Note: this is slightly shaded because I think that I am going to send this to L along with the other message to give her my perspective on what happened last night. The shading is something that I can feel going on, but can’t see exactly where I am doing it. I do not think that I am doing it much, just a tad.

[To L: at the very least when I think that I am being dishonest I try to say that I am being dishonest even if I cannot tell exactly in what manner it is that I am lying. Oftentimes there are feelings associated with lying and I feel those even when I do not know analytically what it is that I am doing that is dishonest.]

To finish my earlier narrative, I talked to L a bit once she got back into the bad and then I went to sleep until the morning.

Before I went to sleep I talked a little bit about the things that the LT people do with going into lifeshocks and I told her that were she at a LT weekend the experience that she just had with enveloping herself in the past experience would have gotten kudos from the people in charge.

I talked to Wayne a little bit at lunch and it really helped to clarify what my fears were in all of this. Pretty much it is what is to be expected; I am afraid that she will leave. That’s about it. I have no problem with going into intense emotional turmoil, but I do not like to do so in general because I am afraid that I will hurt the other person because I do not know what I am doing.

- GIVEN PROBLEM A:
In the personal account, what fear does the writer name after talking with Wayne at lunch?
The personal account and the entries after it come from unrelated sources.

Image entries for named regions
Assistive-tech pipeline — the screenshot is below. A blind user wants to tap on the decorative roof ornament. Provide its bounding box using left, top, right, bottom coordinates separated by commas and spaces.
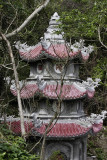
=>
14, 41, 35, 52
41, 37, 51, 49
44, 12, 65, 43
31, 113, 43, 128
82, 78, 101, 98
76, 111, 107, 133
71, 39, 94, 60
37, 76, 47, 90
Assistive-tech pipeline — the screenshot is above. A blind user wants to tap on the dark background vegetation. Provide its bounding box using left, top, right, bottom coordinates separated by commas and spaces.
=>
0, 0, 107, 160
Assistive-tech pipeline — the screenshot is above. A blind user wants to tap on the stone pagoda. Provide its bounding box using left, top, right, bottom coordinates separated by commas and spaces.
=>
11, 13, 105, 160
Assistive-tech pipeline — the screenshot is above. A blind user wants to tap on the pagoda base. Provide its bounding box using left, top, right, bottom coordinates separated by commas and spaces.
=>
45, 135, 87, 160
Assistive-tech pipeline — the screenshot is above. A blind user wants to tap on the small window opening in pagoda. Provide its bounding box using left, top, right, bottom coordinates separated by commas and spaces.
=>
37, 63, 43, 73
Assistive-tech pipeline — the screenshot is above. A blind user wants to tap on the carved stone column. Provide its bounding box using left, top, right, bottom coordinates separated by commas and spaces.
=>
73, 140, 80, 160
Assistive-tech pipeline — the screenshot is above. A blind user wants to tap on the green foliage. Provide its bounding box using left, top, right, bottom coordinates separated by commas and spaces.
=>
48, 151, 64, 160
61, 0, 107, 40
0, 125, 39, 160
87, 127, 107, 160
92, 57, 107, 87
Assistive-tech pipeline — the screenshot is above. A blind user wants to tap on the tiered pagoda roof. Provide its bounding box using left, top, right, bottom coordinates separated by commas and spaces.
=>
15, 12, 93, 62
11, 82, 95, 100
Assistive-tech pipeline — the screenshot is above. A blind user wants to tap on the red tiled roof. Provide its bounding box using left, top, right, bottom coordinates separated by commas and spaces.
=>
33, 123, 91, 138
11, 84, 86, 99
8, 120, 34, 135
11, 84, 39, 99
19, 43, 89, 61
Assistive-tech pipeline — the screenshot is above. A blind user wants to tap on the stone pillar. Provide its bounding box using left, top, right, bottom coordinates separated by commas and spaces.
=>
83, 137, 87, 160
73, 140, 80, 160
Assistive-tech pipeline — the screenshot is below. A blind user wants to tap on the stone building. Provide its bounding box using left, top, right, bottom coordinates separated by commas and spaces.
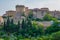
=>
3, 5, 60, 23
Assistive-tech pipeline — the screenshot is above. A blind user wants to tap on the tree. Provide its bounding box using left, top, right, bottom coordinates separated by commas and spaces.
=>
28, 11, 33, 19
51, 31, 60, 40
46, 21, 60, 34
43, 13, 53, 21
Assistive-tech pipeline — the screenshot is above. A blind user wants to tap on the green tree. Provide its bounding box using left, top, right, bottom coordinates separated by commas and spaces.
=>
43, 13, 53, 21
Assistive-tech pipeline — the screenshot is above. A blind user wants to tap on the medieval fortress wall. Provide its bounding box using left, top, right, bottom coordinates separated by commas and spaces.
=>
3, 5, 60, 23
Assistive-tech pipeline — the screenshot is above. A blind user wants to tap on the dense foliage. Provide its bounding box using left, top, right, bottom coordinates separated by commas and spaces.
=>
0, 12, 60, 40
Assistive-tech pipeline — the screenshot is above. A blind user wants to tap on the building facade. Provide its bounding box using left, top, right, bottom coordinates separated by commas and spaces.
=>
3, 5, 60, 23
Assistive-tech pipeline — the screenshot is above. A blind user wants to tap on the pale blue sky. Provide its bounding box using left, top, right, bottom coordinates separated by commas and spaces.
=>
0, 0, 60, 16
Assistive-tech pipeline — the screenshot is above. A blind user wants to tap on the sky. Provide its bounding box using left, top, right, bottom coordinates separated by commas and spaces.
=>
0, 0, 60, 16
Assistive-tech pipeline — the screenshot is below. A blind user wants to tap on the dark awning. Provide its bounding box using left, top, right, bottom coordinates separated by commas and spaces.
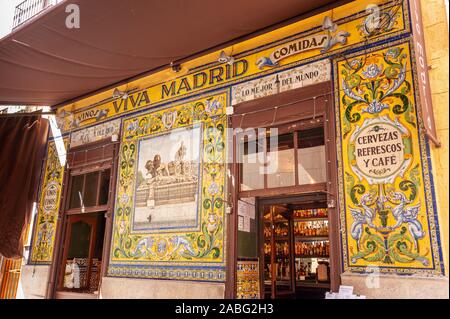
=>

- GIVEN PROBLEM B:
Give the lines of the entries as a JSON list of strings, one string per line. Begin with the first line of the entries, stop after the line containing "31, 113, 43, 128", and omit the picture.

- WRITTEN RESPONSE A:
The writer is afraid that she will leave.

- WRITTEN RESPONSE B:
[
  "Assistive-tech pipeline — the screenshot is below. A blind user wants to tap on the decorative roof ornament. Provide its bounding box using left, top, right, bottom coordinates separated by commas and spaces.",
  "=>",
  "14, 41, 35, 52",
  "41, 37, 51, 49",
  "44, 12, 65, 43",
  "31, 113, 43, 128"
]